[Source records]
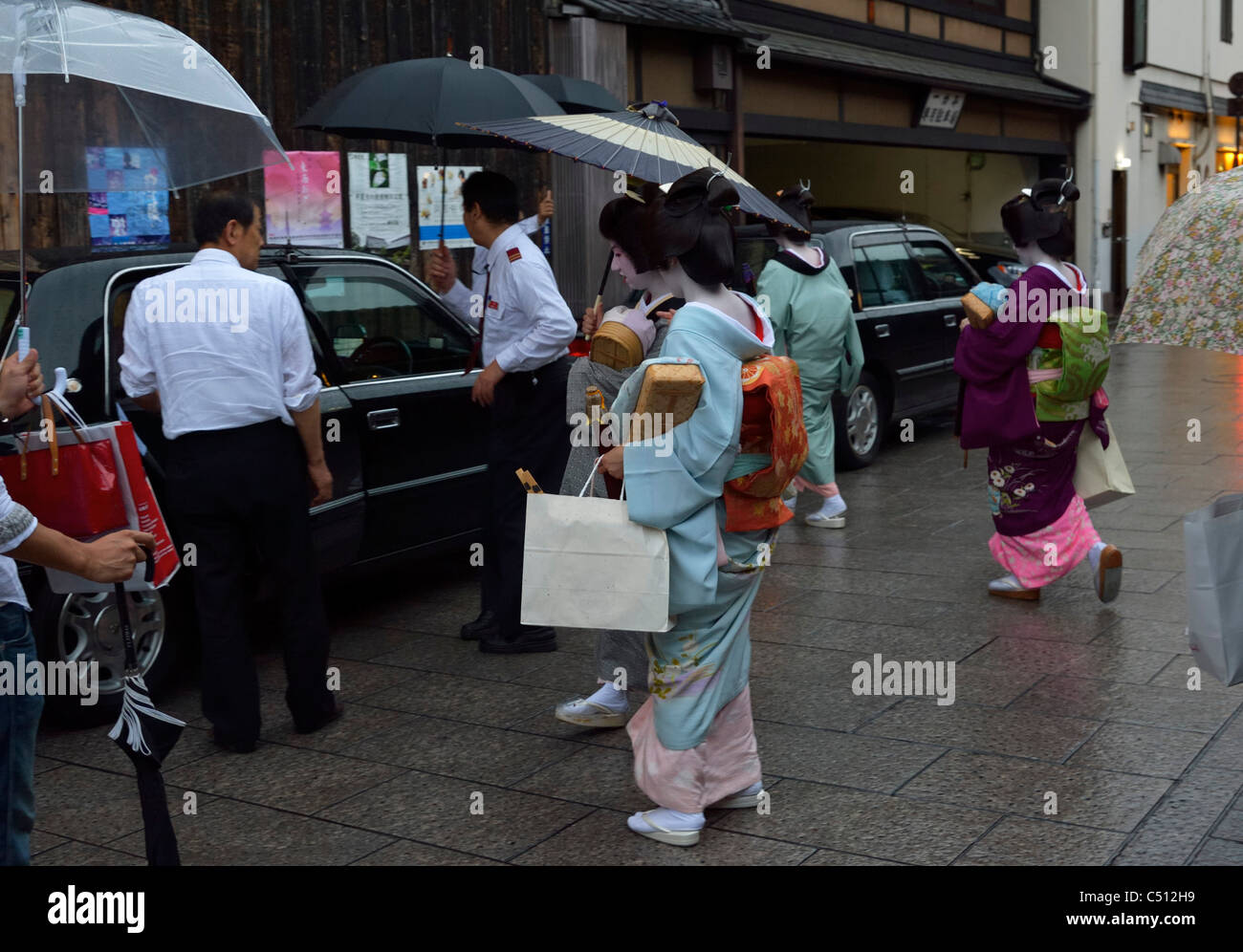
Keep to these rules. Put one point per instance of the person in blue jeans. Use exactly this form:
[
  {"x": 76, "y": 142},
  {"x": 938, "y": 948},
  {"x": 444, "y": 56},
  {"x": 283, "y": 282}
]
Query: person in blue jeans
[{"x": 111, "y": 558}]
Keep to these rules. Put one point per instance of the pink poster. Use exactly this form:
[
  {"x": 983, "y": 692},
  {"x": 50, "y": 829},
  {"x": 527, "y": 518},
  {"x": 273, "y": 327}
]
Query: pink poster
[{"x": 303, "y": 202}]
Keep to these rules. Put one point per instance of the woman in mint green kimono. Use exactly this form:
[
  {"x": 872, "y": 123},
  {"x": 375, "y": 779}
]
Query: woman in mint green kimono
[
  {"x": 694, "y": 739},
  {"x": 809, "y": 307}
]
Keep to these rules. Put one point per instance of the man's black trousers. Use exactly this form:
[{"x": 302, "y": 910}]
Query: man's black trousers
[
  {"x": 234, "y": 492},
  {"x": 529, "y": 431}
]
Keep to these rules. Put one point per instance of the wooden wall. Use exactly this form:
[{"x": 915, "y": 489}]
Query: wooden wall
[{"x": 286, "y": 54}]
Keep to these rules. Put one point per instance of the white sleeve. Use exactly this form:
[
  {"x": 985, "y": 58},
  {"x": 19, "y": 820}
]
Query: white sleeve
[
  {"x": 552, "y": 327},
  {"x": 137, "y": 375},
  {"x": 301, "y": 387}
]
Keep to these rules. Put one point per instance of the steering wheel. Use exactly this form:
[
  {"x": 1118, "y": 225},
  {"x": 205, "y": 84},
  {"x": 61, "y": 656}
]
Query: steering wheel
[{"x": 367, "y": 355}]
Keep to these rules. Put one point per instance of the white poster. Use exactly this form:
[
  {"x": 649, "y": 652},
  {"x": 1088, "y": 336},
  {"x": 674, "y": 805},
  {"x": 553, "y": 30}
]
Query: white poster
[
  {"x": 447, "y": 182},
  {"x": 380, "y": 200}
]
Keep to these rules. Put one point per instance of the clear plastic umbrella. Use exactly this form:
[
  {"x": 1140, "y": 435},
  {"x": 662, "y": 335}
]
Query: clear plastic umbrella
[{"x": 92, "y": 77}]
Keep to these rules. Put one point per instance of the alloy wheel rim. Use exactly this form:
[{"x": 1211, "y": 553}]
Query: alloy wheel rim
[
  {"x": 88, "y": 629},
  {"x": 862, "y": 415}
]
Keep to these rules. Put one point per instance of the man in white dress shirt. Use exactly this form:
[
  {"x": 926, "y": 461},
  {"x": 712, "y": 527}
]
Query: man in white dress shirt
[
  {"x": 526, "y": 331},
  {"x": 224, "y": 355}
]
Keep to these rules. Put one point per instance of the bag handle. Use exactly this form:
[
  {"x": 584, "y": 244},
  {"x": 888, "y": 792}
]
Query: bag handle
[
  {"x": 71, "y": 417},
  {"x": 591, "y": 481}
]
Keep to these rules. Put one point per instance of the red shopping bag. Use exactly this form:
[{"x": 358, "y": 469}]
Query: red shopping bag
[{"x": 70, "y": 485}]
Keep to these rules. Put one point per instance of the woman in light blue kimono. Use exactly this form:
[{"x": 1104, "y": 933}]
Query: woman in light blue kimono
[
  {"x": 694, "y": 739},
  {"x": 809, "y": 305}
]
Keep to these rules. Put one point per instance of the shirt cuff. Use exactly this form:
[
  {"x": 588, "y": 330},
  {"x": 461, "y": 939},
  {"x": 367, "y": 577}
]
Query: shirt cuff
[{"x": 16, "y": 526}]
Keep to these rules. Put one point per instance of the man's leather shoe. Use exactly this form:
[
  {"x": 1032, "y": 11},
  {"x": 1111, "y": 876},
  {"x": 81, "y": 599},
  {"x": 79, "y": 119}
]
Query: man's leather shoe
[
  {"x": 338, "y": 708},
  {"x": 525, "y": 638},
  {"x": 486, "y": 623}
]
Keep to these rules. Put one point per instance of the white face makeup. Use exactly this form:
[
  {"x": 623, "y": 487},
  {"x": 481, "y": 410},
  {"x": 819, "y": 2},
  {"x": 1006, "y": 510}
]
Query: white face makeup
[{"x": 624, "y": 266}]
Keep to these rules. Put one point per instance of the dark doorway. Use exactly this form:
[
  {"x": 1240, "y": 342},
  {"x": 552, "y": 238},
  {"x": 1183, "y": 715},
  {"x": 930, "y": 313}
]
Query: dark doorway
[{"x": 1118, "y": 243}]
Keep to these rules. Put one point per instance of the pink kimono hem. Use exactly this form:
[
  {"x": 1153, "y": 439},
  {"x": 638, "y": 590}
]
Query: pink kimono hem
[
  {"x": 728, "y": 761},
  {"x": 1067, "y": 542}
]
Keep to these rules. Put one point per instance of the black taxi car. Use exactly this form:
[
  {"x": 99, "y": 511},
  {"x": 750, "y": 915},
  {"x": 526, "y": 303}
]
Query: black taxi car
[
  {"x": 905, "y": 282},
  {"x": 405, "y": 445}
]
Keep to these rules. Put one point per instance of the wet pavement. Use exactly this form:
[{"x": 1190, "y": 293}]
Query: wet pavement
[{"x": 1073, "y": 737}]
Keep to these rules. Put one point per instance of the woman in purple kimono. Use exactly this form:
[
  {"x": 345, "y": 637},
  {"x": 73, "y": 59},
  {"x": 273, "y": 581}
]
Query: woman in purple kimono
[{"x": 1010, "y": 368}]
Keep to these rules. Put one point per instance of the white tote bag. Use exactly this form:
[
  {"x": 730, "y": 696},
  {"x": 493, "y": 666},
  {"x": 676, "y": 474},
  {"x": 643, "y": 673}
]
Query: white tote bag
[
  {"x": 1101, "y": 474},
  {"x": 1213, "y": 539},
  {"x": 585, "y": 564}
]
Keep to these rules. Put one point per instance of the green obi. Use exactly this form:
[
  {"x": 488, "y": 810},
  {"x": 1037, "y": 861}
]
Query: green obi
[{"x": 1082, "y": 360}]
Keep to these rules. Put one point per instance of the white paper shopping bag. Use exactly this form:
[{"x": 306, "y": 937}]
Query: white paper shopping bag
[
  {"x": 585, "y": 564},
  {"x": 1101, "y": 475}
]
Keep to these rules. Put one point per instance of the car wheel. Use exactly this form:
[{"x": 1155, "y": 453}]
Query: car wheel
[
  {"x": 861, "y": 421},
  {"x": 86, "y": 628}
]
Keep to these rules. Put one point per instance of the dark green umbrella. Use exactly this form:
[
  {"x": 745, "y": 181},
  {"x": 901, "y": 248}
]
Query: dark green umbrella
[{"x": 575, "y": 95}]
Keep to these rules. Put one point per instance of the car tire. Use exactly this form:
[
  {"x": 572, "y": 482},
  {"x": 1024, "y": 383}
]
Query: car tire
[
  {"x": 85, "y": 628},
  {"x": 861, "y": 419}
]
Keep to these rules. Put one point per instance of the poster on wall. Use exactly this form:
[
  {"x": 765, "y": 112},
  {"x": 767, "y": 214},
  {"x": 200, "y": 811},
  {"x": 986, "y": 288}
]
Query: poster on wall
[
  {"x": 434, "y": 182},
  {"x": 303, "y": 202},
  {"x": 380, "y": 200},
  {"x": 127, "y": 203}
]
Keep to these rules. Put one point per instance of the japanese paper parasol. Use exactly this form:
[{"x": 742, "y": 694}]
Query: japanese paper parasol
[
  {"x": 644, "y": 141},
  {"x": 1186, "y": 289}
]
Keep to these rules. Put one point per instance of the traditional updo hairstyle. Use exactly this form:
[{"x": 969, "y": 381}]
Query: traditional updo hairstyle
[
  {"x": 622, "y": 222},
  {"x": 1039, "y": 214},
  {"x": 690, "y": 224},
  {"x": 796, "y": 202}
]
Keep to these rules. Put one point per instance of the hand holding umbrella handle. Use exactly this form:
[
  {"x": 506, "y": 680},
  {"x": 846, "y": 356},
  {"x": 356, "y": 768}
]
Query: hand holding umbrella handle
[{"x": 127, "y": 632}]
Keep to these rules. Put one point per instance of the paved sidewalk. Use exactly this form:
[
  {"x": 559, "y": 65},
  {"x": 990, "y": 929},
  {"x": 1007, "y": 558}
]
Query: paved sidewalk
[{"x": 1065, "y": 698}]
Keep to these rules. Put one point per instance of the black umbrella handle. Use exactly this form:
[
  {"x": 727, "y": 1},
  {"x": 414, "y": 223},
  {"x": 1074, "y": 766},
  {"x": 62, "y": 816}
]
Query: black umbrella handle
[{"x": 127, "y": 632}]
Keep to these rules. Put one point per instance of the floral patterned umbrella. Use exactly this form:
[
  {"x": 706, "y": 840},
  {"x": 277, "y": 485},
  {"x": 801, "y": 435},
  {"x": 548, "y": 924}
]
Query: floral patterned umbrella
[{"x": 1188, "y": 290}]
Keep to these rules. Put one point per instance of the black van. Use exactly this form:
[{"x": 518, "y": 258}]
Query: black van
[{"x": 906, "y": 282}]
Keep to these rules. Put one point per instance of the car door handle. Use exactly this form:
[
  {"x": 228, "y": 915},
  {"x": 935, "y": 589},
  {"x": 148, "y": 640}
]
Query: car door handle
[{"x": 384, "y": 419}]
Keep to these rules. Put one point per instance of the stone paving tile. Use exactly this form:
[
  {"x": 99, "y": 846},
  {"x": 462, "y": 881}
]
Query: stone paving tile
[
  {"x": 1175, "y": 675},
  {"x": 596, "y": 776},
  {"x": 1231, "y": 827},
  {"x": 1145, "y": 636},
  {"x": 83, "y": 854},
  {"x": 454, "y": 657},
  {"x": 833, "y": 707},
  {"x": 1132, "y": 748},
  {"x": 91, "y": 806},
  {"x": 1040, "y": 843},
  {"x": 870, "y": 824},
  {"x": 861, "y": 608},
  {"x": 465, "y": 751},
  {"x": 1171, "y": 833},
  {"x": 1219, "y": 853},
  {"x": 1225, "y": 752},
  {"x": 836, "y": 857},
  {"x": 282, "y": 777},
  {"x": 601, "y": 839},
  {"x": 870, "y": 764},
  {"x": 227, "y": 833},
  {"x": 1042, "y": 737},
  {"x": 468, "y": 699},
  {"x": 361, "y": 642},
  {"x": 438, "y": 811},
  {"x": 42, "y": 840},
  {"x": 406, "y": 853},
  {"x": 1008, "y": 785},
  {"x": 1131, "y": 703}
]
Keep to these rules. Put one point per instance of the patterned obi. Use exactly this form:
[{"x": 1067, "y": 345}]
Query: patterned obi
[
  {"x": 1067, "y": 372},
  {"x": 774, "y": 445}
]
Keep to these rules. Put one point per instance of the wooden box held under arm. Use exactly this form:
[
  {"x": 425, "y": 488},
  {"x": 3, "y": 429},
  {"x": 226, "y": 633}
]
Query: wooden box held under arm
[{"x": 671, "y": 389}]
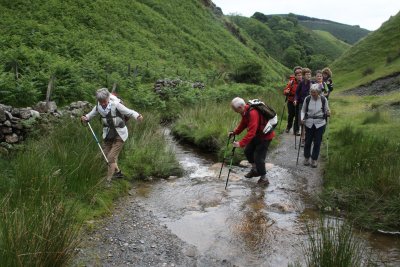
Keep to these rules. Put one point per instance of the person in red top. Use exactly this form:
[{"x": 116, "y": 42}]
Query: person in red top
[
  {"x": 290, "y": 93},
  {"x": 255, "y": 142}
]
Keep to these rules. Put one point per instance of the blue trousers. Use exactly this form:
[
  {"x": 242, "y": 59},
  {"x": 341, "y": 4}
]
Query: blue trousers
[{"x": 313, "y": 135}]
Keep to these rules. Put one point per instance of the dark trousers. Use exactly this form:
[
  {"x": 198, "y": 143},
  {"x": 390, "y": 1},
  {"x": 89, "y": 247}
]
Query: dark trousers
[
  {"x": 256, "y": 152},
  {"x": 313, "y": 135},
  {"x": 292, "y": 112}
]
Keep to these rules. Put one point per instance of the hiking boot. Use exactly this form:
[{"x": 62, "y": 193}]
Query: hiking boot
[
  {"x": 252, "y": 173},
  {"x": 263, "y": 180},
  {"x": 314, "y": 164},
  {"x": 118, "y": 175}
]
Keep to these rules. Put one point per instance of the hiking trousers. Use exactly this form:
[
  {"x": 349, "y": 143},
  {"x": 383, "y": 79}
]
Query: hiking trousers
[
  {"x": 256, "y": 152},
  {"x": 292, "y": 112},
  {"x": 313, "y": 135}
]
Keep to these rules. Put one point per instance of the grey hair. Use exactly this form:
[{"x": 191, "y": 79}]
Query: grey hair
[
  {"x": 315, "y": 88},
  {"x": 102, "y": 94},
  {"x": 238, "y": 102}
]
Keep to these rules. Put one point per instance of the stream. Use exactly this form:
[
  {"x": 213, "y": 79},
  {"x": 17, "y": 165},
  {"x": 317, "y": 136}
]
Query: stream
[{"x": 245, "y": 225}]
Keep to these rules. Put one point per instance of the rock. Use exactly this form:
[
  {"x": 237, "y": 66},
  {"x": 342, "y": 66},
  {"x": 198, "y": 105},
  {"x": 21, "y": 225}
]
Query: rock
[
  {"x": 25, "y": 113},
  {"x": 44, "y": 107},
  {"x": 35, "y": 114},
  {"x": 3, "y": 151},
  {"x": 6, "y": 130},
  {"x": 11, "y": 139},
  {"x": 245, "y": 164},
  {"x": 2, "y": 115}
]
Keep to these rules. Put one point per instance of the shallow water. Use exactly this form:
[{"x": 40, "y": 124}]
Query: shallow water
[{"x": 246, "y": 224}]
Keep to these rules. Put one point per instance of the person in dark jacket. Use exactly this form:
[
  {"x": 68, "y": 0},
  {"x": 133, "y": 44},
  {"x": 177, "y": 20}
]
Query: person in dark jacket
[
  {"x": 290, "y": 92},
  {"x": 255, "y": 142},
  {"x": 302, "y": 91},
  {"x": 327, "y": 76}
]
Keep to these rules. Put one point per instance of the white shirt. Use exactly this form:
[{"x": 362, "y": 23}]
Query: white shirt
[
  {"x": 315, "y": 114},
  {"x": 122, "y": 132}
]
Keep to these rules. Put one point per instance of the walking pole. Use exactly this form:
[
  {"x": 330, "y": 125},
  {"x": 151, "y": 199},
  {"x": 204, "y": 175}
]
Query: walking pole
[
  {"x": 298, "y": 151},
  {"x": 283, "y": 112},
  {"x": 223, "y": 161},
  {"x": 296, "y": 120},
  {"x": 230, "y": 165},
  {"x": 327, "y": 139},
  {"x": 98, "y": 143}
]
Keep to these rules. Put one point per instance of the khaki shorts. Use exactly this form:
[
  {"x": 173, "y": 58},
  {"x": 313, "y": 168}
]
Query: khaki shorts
[{"x": 112, "y": 149}]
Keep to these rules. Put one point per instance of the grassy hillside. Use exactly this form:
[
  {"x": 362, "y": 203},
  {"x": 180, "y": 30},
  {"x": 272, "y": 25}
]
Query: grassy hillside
[
  {"x": 87, "y": 45},
  {"x": 290, "y": 43},
  {"x": 376, "y": 56},
  {"x": 347, "y": 33}
]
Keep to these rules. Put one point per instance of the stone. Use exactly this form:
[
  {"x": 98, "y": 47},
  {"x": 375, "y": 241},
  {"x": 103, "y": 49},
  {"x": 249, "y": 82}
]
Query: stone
[
  {"x": 2, "y": 115},
  {"x": 6, "y": 130},
  {"x": 44, "y": 107},
  {"x": 35, "y": 114},
  {"x": 12, "y": 139},
  {"x": 25, "y": 113}
]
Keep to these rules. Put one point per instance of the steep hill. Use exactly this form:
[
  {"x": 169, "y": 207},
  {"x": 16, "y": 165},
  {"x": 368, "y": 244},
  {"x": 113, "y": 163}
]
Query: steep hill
[
  {"x": 90, "y": 44},
  {"x": 289, "y": 42},
  {"x": 374, "y": 57}
]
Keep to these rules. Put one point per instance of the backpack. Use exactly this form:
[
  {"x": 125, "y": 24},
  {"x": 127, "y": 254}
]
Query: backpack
[
  {"x": 323, "y": 100},
  {"x": 266, "y": 112}
]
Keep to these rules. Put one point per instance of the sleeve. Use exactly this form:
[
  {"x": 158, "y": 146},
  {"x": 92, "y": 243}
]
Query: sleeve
[
  {"x": 298, "y": 90},
  {"x": 239, "y": 129},
  {"x": 92, "y": 113},
  {"x": 303, "y": 109},
  {"x": 126, "y": 111},
  {"x": 252, "y": 128}
]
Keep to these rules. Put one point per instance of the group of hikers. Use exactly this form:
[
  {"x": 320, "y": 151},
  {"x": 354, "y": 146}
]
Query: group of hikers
[{"x": 308, "y": 111}]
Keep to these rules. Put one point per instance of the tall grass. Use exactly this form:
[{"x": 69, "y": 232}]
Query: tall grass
[
  {"x": 333, "y": 244},
  {"x": 56, "y": 183},
  {"x": 149, "y": 153},
  {"x": 362, "y": 177}
]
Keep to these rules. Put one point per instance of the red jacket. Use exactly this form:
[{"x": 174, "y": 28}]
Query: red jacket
[
  {"x": 290, "y": 89},
  {"x": 251, "y": 121}
]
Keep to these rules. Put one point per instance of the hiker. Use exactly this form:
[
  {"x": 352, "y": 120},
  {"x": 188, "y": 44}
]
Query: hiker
[
  {"x": 290, "y": 92},
  {"x": 319, "y": 79},
  {"x": 313, "y": 116},
  {"x": 256, "y": 142},
  {"x": 327, "y": 77},
  {"x": 113, "y": 116},
  {"x": 302, "y": 91}
]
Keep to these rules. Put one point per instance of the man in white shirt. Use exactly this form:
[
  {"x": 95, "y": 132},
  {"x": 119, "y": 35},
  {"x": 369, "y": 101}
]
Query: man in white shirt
[
  {"x": 314, "y": 113},
  {"x": 115, "y": 132}
]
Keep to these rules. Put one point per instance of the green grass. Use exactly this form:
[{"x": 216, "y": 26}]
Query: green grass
[
  {"x": 89, "y": 45},
  {"x": 207, "y": 124},
  {"x": 332, "y": 243},
  {"x": 379, "y": 52},
  {"x": 362, "y": 176},
  {"x": 57, "y": 183}
]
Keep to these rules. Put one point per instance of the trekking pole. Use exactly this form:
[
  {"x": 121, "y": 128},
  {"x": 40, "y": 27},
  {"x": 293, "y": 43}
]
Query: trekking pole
[
  {"x": 283, "y": 112},
  {"x": 295, "y": 120},
  {"x": 327, "y": 139},
  {"x": 230, "y": 165},
  {"x": 223, "y": 160},
  {"x": 298, "y": 151},
  {"x": 98, "y": 143}
]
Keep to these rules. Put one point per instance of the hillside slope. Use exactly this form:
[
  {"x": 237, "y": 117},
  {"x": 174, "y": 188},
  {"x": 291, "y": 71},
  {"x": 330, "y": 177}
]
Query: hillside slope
[
  {"x": 289, "y": 42},
  {"x": 87, "y": 45},
  {"x": 376, "y": 56}
]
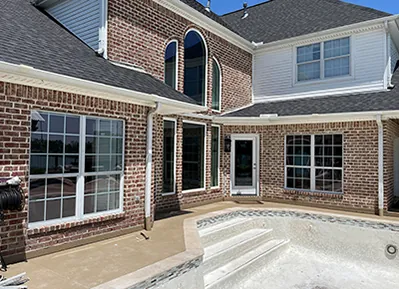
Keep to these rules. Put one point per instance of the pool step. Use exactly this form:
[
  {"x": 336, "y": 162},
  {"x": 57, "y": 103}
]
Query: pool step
[
  {"x": 229, "y": 275},
  {"x": 225, "y": 251},
  {"x": 222, "y": 231}
]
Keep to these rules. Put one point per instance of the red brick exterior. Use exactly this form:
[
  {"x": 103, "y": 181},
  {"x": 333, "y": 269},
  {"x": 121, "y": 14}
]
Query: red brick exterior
[
  {"x": 360, "y": 163},
  {"x": 16, "y": 103}
]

# WHAT YOU NEED TO DO
Copy, word for word, the entries above from the first line to the line that holds "the wooden wall.". Drop the pictures.

# TASK RESPONSE
Keep to these rules. Put one point per instance of the person in blue jeans. Use exactly this form:
[
  {"x": 76, "y": 142},
  {"x": 938, "y": 948},
  {"x": 444, "y": 56},
  {"x": 283, "y": 282}
]
Query: person in blue jeans
[{"x": 111, "y": 558}]
Keep to these rules. Put one point per instance of the pink poster. Use exactly this form:
[
  {"x": 983, "y": 692},
  {"x": 50, "y": 829},
  {"x": 527, "y": 518},
  {"x": 273, "y": 327}
]
Query: pink poster
[{"x": 303, "y": 202}]
Keep to these rules. Put one point per instance of the woman in mint green kimono. Use exactly this form:
[
  {"x": 872, "y": 123},
  {"x": 375, "y": 779}
]
Query: woman in mint green kimono
[
  {"x": 694, "y": 739},
  {"x": 809, "y": 307}
]
Keep to these rules. Put one point per instance of the man's black trousers. Use exactly this form:
[{"x": 302, "y": 910}]
Query: man's black trousers
[
  {"x": 234, "y": 492},
  {"x": 529, "y": 431}
]
Keep to these rules. Put one point per instance of the wooden wall. Use exactly this form:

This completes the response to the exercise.